■ Data extract:

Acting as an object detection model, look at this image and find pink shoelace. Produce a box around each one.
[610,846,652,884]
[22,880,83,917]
==
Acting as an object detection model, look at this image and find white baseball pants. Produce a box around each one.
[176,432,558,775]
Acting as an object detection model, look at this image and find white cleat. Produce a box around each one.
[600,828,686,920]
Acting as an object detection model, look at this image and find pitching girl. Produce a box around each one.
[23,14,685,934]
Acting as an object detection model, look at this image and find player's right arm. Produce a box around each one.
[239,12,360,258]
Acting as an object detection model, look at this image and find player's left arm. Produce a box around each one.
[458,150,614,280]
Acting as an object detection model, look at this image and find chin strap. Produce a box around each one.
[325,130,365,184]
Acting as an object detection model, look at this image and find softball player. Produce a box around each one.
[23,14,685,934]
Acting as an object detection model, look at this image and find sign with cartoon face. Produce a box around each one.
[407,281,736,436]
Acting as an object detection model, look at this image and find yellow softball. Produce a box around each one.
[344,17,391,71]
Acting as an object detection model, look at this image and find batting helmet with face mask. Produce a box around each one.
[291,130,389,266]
* * *
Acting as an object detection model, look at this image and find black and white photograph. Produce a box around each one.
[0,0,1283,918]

■ Work to do: Rewrite the lines above as a numbered list, starting at the line that has "player. Produce a box around each one." and stopping after the one that has "[407,281,736,436]". Leave out any blank lines.

■ Result for this task:
1. Acting as an object detection model, look at this image and find softball player. Produce a box around each one.
2. [23,14,685,934]
3. Acting as an object detection model, look at this image and find sign with cartoon face. Produce a box around each one.
4. [407,281,736,436]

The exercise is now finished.